> [PROBLEM DESCRIPTION]:
Swap "drop a point" for "place a marker" in the lines of the material starting at the line containing "Guideline: for every instance of the rainbow" and ending at the line containing "column 669, row 126", and write out only those lines with nothing else changed.
# STORED RECORDS start
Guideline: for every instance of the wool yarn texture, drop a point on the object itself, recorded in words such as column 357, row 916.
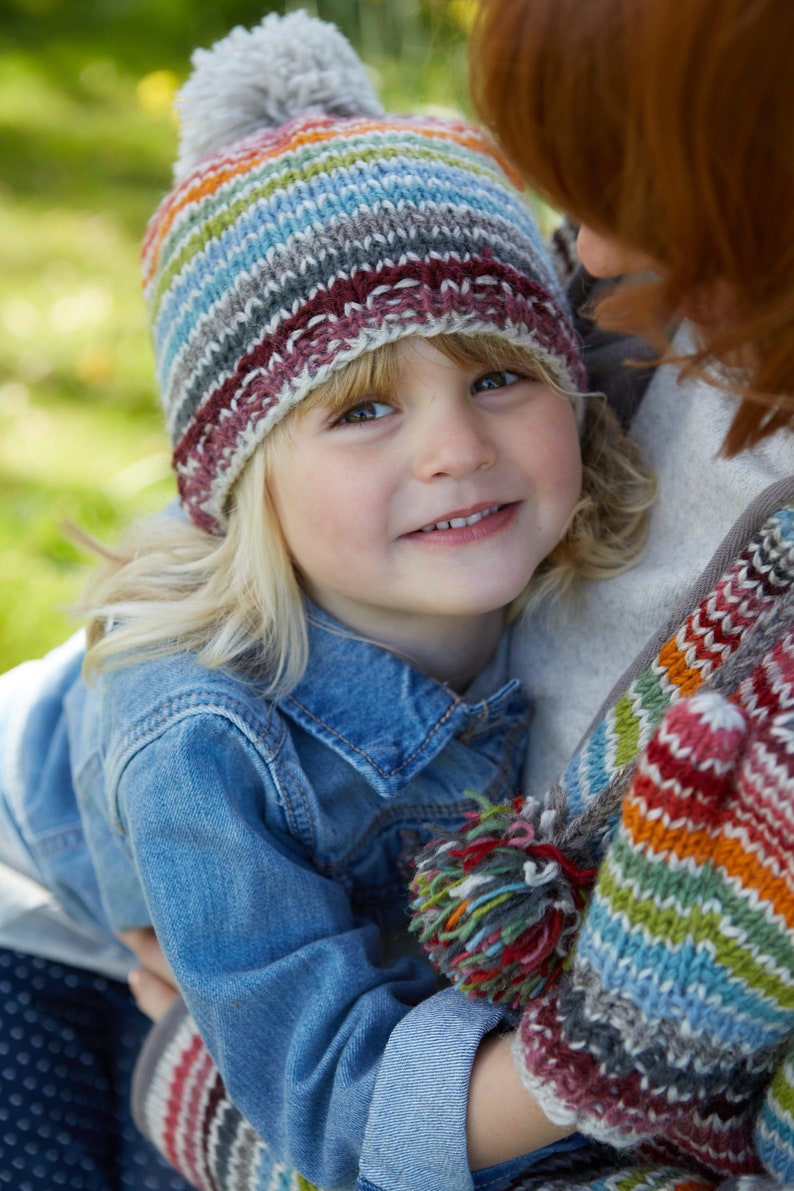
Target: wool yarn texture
column 307, row 228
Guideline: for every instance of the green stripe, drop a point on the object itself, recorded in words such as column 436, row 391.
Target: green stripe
column 682, row 920
column 304, row 167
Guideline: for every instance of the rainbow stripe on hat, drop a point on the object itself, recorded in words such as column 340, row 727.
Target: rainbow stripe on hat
column 281, row 259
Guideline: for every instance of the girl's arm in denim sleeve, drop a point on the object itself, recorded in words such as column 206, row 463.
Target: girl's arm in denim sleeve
column 285, row 981
column 286, row 984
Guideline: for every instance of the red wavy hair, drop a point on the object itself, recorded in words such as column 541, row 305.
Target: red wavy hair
column 669, row 126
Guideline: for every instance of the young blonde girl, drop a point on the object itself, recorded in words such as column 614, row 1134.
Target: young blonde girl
column 376, row 401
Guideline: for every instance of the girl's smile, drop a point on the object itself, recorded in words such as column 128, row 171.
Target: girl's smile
column 420, row 513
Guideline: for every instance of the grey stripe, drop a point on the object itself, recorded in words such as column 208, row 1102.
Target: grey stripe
column 312, row 261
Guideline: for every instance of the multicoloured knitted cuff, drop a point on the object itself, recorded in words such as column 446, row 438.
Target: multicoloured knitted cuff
column 625, row 1178
column 180, row 1104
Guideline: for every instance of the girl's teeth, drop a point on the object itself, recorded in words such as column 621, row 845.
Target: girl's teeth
column 462, row 522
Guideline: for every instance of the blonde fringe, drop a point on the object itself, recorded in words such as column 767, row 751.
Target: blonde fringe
column 236, row 602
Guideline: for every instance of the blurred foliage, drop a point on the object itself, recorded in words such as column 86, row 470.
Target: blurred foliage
column 87, row 138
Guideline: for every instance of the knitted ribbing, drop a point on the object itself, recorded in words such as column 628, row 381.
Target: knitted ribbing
column 496, row 905
column 679, row 1003
column 180, row 1103
column 286, row 254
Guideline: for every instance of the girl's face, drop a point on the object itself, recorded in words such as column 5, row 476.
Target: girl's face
column 438, row 499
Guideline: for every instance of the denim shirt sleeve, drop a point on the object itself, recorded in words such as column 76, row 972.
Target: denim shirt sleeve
column 285, row 983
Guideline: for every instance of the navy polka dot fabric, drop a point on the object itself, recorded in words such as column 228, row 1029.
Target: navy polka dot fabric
column 68, row 1043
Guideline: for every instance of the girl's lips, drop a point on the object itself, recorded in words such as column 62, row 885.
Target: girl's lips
column 461, row 522
column 461, row 530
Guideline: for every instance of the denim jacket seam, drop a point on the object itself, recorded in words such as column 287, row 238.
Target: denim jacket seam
column 381, row 772
column 173, row 709
column 132, row 743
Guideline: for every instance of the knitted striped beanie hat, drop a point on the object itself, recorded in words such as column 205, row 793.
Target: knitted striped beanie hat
column 307, row 228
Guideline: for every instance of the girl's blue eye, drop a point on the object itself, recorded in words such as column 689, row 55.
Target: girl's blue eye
column 495, row 379
column 367, row 411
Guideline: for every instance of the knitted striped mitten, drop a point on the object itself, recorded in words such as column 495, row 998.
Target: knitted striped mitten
column 679, row 1002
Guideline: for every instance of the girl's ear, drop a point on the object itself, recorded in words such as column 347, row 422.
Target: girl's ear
column 712, row 305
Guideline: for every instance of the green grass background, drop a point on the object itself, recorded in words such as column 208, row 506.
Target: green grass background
column 87, row 137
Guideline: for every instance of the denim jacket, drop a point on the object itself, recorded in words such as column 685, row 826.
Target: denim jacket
column 269, row 843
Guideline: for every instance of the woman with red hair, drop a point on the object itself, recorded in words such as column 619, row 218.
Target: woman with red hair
column 666, row 133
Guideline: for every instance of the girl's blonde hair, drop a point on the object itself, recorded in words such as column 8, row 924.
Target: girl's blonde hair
column 667, row 126
column 236, row 600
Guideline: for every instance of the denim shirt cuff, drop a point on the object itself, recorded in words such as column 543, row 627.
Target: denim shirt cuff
column 416, row 1130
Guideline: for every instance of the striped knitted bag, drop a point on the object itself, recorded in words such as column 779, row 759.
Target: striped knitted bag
column 496, row 904
column 679, row 1002
column 180, row 1099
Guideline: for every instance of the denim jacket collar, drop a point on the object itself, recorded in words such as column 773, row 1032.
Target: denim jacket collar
column 382, row 715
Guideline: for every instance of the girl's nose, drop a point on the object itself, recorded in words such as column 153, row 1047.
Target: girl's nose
column 452, row 443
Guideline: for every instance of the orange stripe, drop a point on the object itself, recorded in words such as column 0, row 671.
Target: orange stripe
column 677, row 669
column 205, row 185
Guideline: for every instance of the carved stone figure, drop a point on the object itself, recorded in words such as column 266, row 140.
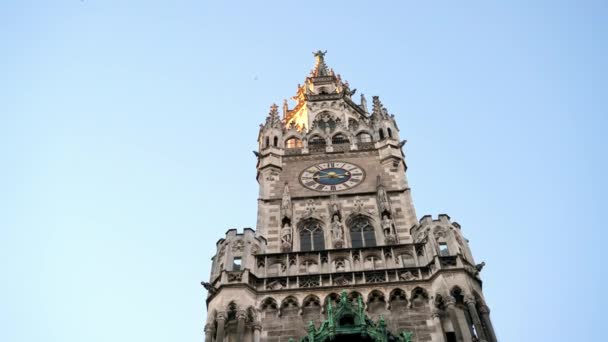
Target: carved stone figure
column 286, row 207
column 387, row 228
column 336, row 228
column 387, row 225
column 363, row 103
column 407, row 276
column 286, row 237
column 383, row 202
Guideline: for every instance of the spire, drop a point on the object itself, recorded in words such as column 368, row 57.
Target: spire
column 273, row 120
column 376, row 106
column 320, row 66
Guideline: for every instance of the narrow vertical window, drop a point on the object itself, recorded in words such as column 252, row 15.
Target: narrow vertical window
column 236, row 264
column 311, row 237
column 362, row 233
column 443, row 249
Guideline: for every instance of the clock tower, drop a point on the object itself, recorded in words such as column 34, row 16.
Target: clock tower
column 338, row 251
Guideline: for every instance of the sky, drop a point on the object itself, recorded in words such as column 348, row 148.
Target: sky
column 126, row 131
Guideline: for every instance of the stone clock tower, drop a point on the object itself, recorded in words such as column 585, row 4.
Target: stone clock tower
column 338, row 252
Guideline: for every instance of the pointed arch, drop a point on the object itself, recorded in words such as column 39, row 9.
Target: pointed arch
column 339, row 138
column 376, row 300
column 362, row 232
column 290, row 303
column 419, row 297
column 269, row 304
column 397, row 295
column 311, row 235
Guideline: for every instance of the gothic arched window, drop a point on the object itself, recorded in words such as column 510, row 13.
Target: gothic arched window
column 316, row 141
column 294, row 143
column 364, row 137
column 311, row 237
column 339, row 139
column 362, row 233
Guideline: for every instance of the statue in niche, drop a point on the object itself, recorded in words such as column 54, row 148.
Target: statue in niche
column 363, row 103
column 407, row 276
column 336, row 230
column 387, row 228
column 286, row 202
column 387, row 225
column 383, row 201
column 286, row 237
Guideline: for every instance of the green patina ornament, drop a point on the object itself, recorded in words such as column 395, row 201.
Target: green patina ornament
column 347, row 320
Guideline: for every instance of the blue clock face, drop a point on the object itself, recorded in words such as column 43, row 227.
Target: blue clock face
column 332, row 176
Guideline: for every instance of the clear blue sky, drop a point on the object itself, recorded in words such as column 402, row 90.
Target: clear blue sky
column 126, row 131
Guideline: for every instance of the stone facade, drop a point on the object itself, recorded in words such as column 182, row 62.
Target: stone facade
column 321, row 238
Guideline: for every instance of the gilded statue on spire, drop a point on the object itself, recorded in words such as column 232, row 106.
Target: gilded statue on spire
column 320, row 67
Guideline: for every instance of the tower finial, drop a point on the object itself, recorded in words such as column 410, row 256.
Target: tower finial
column 320, row 66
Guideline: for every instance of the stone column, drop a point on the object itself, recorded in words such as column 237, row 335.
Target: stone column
column 257, row 329
column 451, row 309
column 436, row 317
column 221, row 321
column 481, row 334
column 241, row 315
column 209, row 330
column 484, row 311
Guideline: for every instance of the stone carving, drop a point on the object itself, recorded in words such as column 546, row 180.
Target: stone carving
column 210, row 288
column 238, row 246
column 275, row 284
column 337, row 232
column 384, row 204
column 235, row 276
column 341, row 281
column 286, row 207
column 363, row 103
column 310, row 208
column 286, row 236
column 388, row 229
column 407, row 276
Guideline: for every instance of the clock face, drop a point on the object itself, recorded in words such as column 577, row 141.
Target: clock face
column 332, row 176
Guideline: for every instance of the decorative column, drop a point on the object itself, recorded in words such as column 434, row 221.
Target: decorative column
column 484, row 311
column 209, row 330
column 241, row 315
column 221, row 321
column 257, row 329
column 450, row 308
column 471, row 305
column 436, row 317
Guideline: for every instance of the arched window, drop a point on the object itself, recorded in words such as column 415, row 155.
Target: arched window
column 311, row 237
column 316, row 141
column 293, row 143
column 339, row 139
column 362, row 233
column 364, row 137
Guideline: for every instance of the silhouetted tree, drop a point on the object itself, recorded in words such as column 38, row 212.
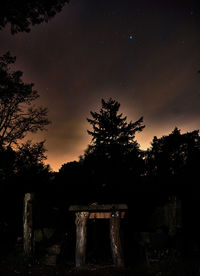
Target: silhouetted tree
column 17, row 114
column 111, row 131
column 110, row 158
column 24, row 13
column 174, row 158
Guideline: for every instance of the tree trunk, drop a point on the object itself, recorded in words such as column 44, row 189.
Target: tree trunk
column 28, row 224
column 81, row 231
column 116, row 247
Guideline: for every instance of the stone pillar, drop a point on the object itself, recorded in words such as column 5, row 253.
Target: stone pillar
column 28, row 225
column 81, row 231
column 116, row 247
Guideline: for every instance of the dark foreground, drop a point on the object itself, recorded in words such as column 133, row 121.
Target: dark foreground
column 186, row 267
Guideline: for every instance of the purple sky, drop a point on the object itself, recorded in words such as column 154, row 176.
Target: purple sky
column 144, row 54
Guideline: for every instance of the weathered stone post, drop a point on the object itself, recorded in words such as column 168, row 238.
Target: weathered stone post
column 28, row 225
column 81, row 231
column 116, row 247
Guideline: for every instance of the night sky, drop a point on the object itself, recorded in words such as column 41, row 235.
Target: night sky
column 144, row 54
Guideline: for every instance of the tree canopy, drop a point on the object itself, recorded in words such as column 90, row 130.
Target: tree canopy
column 18, row 116
column 111, row 130
column 24, row 13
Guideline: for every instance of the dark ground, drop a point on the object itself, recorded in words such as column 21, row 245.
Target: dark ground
column 184, row 267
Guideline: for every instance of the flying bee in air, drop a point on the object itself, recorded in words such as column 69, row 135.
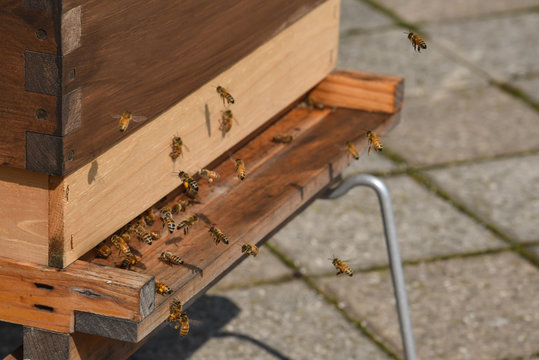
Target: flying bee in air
column 341, row 267
column 187, row 223
column 161, row 288
column 170, row 259
column 225, row 95
column 209, row 174
column 352, row 150
column 417, row 42
column 249, row 249
column 374, row 142
column 126, row 118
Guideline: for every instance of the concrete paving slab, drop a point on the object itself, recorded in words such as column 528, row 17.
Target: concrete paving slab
column 389, row 52
column 440, row 10
column 351, row 228
column 463, row 125
column 503, row 46
column 476, row 308
column 503, row 192
column 285, row 321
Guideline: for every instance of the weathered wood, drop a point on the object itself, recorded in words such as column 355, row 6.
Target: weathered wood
column 46, row 298
column 360, row 91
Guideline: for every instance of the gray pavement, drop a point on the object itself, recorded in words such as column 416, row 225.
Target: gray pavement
column 463, row 172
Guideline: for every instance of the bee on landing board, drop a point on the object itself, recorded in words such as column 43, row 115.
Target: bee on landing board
column 249, row 249
column 374, row 142
column 417, row 42
column 225, row 95
column 341, row 267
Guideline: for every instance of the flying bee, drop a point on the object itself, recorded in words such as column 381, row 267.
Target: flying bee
column 374, row 142
column 225, row 95
column 249, row 249
column 209, row 174
column 352, row 150
column 103, row 251
column 170, row 259
column 218, row 235
column 185, row 224
column 176, row 146
column 126, row 118
column 191, row 186
column 161, row 288
column 240, row 169
column 283, row 138
column 417, row 42
column 341, row 267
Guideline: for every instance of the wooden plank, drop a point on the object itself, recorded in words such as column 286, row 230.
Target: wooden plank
column 46, row 298
column 360, row 91
column 263, row 83
column 280, row 179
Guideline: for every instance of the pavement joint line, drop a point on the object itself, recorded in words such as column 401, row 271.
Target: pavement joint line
column 379, row 342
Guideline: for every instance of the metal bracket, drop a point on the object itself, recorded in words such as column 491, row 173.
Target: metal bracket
column 393, row 252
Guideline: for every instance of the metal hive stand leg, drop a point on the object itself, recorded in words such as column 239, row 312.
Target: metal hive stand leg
column 392, row 251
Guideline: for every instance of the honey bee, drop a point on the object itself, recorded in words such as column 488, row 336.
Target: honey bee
column 191, row 186
column 103, row 251
column 185, row 224
column 126, row 118
column 225, row 124
column 161, row 288
column 249, row 249
column 170, row 259
column 225, row 95
column 341, row 267
column 352, row 150
column 177, row 145
column 209, row 174
column 240, row 169
column 218, row 235
column 416, row 41
column 374, row 142
column 283, row 138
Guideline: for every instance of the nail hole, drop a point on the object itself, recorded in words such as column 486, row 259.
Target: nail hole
column 41, row 34
column 41, row 114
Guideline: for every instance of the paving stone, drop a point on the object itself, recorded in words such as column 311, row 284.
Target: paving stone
column 389, row 52
column 285, row 321
column 503, row 46
column 351, row 228
column 463, row 125
column 264, row 267
column 437, row 10
column 504, row 192
column 476, row 308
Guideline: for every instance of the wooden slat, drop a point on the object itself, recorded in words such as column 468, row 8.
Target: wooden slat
column 360, row 91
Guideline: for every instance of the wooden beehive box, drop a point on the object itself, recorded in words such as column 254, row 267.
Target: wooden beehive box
column 69, row 177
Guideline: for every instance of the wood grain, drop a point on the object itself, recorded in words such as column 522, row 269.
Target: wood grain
column 360, row 91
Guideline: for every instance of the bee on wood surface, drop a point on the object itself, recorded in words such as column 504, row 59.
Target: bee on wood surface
column 170, row 259
column 126, row 118
column 341, row 267
column 249, row 249
column 176, row 146
column 416, row 41
column 283, row 138
column 161, row 288
column 240, row 169
column 103, row 251
column 191, row 186
column 352, row 150
column 374, row 142
column 218, row 235
column 225, row 95
column 187, row 223
column 209, row 175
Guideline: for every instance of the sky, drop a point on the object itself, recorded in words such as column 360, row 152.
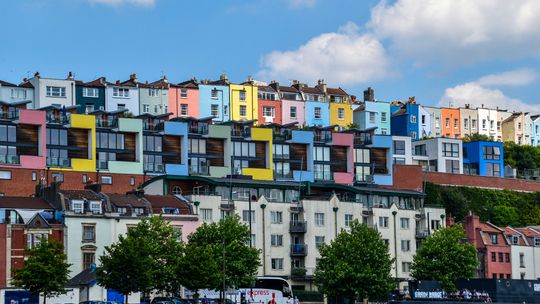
# STORED RECORDS end
> [SOLUTION BELOW]:
Guideline: for every instance of the rainbow stripe on hat, place a marker on the object itself, recorded in words such as column 340, row 727.
Target: rainbow stripe on hat
column 281, row 259
Guideline: for every instance of the girl's arm in denim sleeve, place a marker on the object itself, recorded in words such as column 206, row 463.
Target: girl's arm in denim sleeve
column 285, row 981
column 286, row 984
Guideline: for every instance of the red wavy hair, place a marker on the object itself, recorded in words such as column 541, row 305.
Target: red wavy hair
column 669, row 126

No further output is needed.